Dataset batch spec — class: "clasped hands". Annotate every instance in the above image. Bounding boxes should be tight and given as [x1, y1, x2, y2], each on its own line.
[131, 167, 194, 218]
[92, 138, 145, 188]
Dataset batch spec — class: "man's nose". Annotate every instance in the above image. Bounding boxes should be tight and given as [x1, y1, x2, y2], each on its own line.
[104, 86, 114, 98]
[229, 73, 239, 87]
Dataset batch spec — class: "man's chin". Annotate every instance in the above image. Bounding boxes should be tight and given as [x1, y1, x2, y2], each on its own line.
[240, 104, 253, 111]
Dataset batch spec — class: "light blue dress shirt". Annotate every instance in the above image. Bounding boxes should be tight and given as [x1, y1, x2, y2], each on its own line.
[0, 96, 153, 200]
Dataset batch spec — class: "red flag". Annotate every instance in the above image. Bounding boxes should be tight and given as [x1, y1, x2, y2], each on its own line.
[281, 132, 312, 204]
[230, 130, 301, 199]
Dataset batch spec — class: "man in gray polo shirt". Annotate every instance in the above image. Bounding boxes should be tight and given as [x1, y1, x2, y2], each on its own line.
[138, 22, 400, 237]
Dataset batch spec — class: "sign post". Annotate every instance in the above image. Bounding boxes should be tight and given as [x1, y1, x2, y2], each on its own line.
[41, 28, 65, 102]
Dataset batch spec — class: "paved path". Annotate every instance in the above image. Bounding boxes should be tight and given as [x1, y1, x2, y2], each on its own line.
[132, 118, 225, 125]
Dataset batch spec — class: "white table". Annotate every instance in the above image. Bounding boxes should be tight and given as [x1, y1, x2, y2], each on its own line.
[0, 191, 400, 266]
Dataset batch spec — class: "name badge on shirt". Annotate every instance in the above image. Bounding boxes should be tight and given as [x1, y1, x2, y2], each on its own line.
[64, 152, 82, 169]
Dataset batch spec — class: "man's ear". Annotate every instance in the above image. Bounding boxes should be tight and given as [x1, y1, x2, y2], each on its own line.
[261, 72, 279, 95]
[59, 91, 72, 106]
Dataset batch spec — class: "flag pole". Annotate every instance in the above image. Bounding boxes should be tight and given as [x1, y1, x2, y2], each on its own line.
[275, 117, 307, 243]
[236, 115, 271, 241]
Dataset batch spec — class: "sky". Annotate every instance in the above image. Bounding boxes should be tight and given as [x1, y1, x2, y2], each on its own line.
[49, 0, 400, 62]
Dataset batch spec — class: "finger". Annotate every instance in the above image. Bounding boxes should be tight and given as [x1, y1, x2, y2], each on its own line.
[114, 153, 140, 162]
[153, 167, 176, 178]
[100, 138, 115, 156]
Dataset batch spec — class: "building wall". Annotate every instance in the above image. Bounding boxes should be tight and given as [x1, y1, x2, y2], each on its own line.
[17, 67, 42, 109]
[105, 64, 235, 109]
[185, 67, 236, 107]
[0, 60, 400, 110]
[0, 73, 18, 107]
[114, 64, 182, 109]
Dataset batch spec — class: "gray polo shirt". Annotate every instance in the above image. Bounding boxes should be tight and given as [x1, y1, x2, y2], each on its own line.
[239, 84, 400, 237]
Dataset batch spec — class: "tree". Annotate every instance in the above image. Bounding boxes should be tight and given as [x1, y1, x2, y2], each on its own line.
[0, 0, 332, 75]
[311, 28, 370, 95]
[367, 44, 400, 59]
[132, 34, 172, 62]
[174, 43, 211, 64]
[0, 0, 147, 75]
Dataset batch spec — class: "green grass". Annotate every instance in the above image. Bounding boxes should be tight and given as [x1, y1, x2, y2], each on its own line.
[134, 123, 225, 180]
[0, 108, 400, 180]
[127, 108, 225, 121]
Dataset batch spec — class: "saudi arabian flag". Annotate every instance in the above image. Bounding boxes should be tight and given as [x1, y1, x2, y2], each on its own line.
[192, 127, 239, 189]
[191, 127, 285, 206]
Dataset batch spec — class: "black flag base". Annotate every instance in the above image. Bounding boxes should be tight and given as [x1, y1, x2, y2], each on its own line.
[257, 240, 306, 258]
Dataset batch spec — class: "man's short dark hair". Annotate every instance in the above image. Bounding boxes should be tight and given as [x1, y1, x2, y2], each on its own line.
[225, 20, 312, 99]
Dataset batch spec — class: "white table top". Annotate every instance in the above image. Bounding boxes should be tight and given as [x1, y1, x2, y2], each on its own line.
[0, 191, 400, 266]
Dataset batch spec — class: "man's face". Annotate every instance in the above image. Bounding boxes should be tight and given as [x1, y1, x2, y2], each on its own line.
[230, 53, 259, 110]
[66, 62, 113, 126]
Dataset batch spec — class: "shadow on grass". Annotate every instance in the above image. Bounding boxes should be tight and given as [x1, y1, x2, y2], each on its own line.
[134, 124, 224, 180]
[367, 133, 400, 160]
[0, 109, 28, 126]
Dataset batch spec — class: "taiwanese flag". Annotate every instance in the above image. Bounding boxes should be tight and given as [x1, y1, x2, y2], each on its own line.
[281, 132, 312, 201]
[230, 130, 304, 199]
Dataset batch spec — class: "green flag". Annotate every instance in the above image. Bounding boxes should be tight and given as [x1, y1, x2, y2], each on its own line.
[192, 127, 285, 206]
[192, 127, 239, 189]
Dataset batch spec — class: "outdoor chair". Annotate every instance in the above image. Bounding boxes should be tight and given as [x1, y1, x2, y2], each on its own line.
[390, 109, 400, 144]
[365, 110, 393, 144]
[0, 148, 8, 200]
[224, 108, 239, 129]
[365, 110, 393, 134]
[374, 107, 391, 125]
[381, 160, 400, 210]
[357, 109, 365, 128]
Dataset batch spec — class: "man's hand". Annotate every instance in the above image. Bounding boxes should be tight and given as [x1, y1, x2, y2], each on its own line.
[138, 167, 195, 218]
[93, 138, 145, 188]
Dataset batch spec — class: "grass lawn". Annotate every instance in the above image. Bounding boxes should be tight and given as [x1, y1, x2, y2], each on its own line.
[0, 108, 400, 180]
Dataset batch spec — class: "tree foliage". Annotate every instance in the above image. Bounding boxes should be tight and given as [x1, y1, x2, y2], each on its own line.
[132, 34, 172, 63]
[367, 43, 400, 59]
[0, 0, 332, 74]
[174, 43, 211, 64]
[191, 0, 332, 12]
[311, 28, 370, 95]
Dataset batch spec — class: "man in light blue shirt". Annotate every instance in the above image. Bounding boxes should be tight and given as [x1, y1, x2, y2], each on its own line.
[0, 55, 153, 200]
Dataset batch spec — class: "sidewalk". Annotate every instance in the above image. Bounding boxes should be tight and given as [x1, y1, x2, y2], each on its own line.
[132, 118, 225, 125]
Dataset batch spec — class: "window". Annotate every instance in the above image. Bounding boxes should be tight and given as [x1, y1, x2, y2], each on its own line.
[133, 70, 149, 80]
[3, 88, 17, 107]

------------------------------

Find each line in the items above that contains the word "grass", and copy it out in full.

## [Output of the task]
Dataset batch spec — class: "green grass". Annotate every instance in the above image. Bounding boxes should be tight and given as [x1, y1, x2, y2], each on its own line.
Dataset batch spec — class: "shadow on grass". Annotate every instance in the above image. Bounding boxes should be tight and given as [x1, y1, x2, y2], each on its own line.
Dataset batch spec — class: "grass lawn". Annotate every instance in the above image. Bounding boxes should be tight and given as [x1, y1, x2, y2], each on its own line.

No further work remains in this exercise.